[BEGIN]

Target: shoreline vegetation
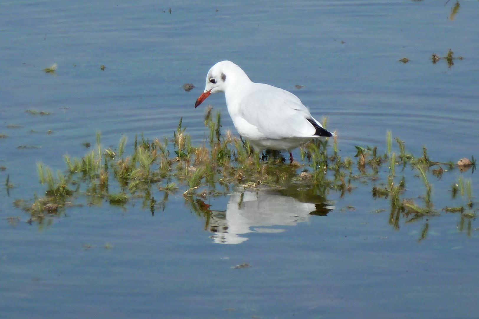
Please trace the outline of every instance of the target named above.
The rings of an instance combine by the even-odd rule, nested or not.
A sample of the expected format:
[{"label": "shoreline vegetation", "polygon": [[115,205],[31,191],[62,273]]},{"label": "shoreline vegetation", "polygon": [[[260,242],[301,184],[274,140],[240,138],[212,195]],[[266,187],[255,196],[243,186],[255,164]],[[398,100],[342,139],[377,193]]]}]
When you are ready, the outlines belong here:
[{"label": "shoreline vegetation", "polygon": [[[14,205],[30,214],[27,222],[41,227],[64,215],[69,207],[82,205],[78,202],[86,200],[89,205],[100,205],[106,201],[125,208],[132,200],[141,199],[142,207],[154,214],[164,210],[168,196],[175,193],[182,195],[207,224],[211,211],[205,200],[226,195],[233,189],[281,190],[286,195],[292,189],[296,194],[303,192],[326,199],[331,192],[342,198],[356,188],[368,188],[374,199],[389,201],[388,222],[394,229],[399,228],[401,219],[404,223],[422,222],[420,241],[427,235],[429,219],[442,213],[459,214],[459,231],[471,235],[477,210],[471,180],[459,174],[448,195],[455,205],[443,208],[434,205],[430,180],[440,180],[443,174],[469,168],[473,173],[473,156],[457,165],[434,162],[425,147],[420,156],[414,155],[398,138],[395,142],[399,152],[393,152],[392,135],[388,131],[383,153],[376,146],[358,146],[355,155],[343,157],[334,137],[308,142],[299,148],[298,161],[289,164],[280,152],[258,154],[240,137],[229,131],[222,134],[221,120],[220,113],[214,114],[209,106],[205,117],[207,136],[199,145],[192,144],[180,119],[172,138],[150,141],[142,134],[135,137],[133,152],[129,154],[125,152],[125,137],[116,149],[105,149],[97,132],[95,147],[83,157],[64,156],[66,170],[54,174],[37,163],[39,182],[46,190],[39,196],[34,194],[33,199],[17,199]],[[325,120],[325,127],[326,124]],[[406,178],[414,177],[422,181],[421,194],[406,191]],[[8,179],[5,185],[11,185]]]}]

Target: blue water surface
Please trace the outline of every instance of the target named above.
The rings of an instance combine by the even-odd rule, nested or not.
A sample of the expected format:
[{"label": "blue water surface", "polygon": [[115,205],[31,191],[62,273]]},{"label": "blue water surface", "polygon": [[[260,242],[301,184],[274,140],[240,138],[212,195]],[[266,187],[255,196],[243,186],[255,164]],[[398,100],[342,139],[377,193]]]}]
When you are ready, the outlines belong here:
[{"label": "blue water surface", "polygon": [[[105,147],[127,136],[131,150],[136,134],[171,136],[182,117],[202,140],[194,101],[224,59],[327,117],[345,156],[355,145],[384,149],[390,130],[434,160],[479,157],[479,2],[459,2],[453,20],[452,1],[2,2],[0,179],[15,187],[0,187],[0,317],[477,318],[474,220],[468,236],[459,215],[442,213],[418,241],[425,221],[395,229],[370,185],[330,194],[327,216],[302,215],[298,203],[276,224],[265,200],[270,217],[228,221],[248,230],[236,245],[215,241],[182,192],[153,216],[141,199],[123,209],[78,199],[83,206],[42,227],[12,203],[45,191],[37,162],[64,169],[63,155],[82,156],[96,131]],[[464,59],[432,62],[450,48]],[[53,63],[55,74],[42,71]],[[185,92],[187,83],[196,87]],[[235,133],[224,95],[206,101]],[[479,185],[477,174],[462,176]],[[457,176],[434,182],[438,208],[451,204]],[[407,184],[409,196],[423,194],[421,183]],[[234,196],[208,202],[236,216]],[[16,216],[16,225],[7,220]]]}]

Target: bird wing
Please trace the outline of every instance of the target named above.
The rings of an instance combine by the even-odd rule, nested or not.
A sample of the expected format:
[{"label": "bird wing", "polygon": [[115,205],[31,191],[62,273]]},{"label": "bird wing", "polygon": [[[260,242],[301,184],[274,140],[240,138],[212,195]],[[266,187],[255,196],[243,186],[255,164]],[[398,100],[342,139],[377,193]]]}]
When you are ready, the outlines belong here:
[{"label": "bird wing", "polygon": [[318,122],[296,95],[268,84],[253,84],[239,106],[240,115],[244,120],[270,139],[314,135],[316,129],[308,119]]}]

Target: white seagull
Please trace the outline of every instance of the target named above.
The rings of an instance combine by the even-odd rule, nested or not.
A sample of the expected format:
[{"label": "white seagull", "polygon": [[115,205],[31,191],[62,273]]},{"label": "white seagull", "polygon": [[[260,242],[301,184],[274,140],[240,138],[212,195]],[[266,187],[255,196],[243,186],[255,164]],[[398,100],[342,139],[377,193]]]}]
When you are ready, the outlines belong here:
[{"label": "white seagull", "polygon": [[228,112],[241,135],[255,150],[289,153],[319,136],[332,136],[311,116],[296,95],[283,89],[250,80],[230,61],[218,62],[206,75],[205,91],[194,107],[212,93],[224,92]]}]

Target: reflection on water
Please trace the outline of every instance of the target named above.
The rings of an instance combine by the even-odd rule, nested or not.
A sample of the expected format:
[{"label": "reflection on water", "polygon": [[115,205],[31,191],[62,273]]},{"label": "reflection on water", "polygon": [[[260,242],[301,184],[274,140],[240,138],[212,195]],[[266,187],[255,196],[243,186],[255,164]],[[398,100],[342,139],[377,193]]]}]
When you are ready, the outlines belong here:
[{"label": "reflection on water", "polygon": [[281,192],[233,193],[226,211],[211,211],[207,228],[215,233],[211,238],[218,244],[240,244],[248,239],[241,235],[283,232],[285,229],[272,226],[294,226],[307,222],[311,215],[325,216],[334,208],[319,196],[295,196],[301,193],[286,196]]}]

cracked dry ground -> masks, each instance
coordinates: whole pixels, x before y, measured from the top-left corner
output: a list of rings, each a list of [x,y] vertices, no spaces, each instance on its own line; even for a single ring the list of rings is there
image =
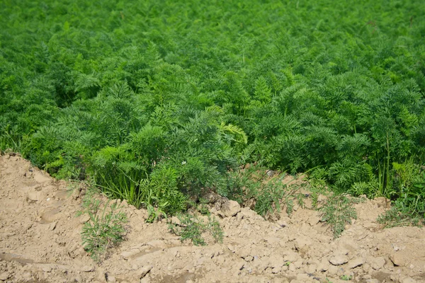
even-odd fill
[[[382,229],[383,199],[356,204],[358,219],[335,240],[314,210],[273,223],[237,207],[220,218],[223,243],[207,246],[181,243],[124,202],[126,241],[97,265],[81,247],[79,190],[67,186],[0,156],[0,282],[425,282],[424,230]]]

[END]

**Task goal**.
Lay out the data from the line with "cracked dry ground -> masks, each instance" to the line with "even-odd fill" as a Markdown table with two columns, Row and Line, one numbered row per line. Skip blank lines and leave the picture out.

**Output of the exercise**.
| Row | Line |
|---|---|
| 1 | cracked dry ground -> masks, each instance |
| 2 | coordinates: whole pixels, x before y, measured from the top-left corner |
| 3 | output: a list of rings, each a list of [x,y] vertices, no spaces, each instance on its own line; even for a single ring the list of rings is there |
| 4 | image = |
| 5 | even-odd fill |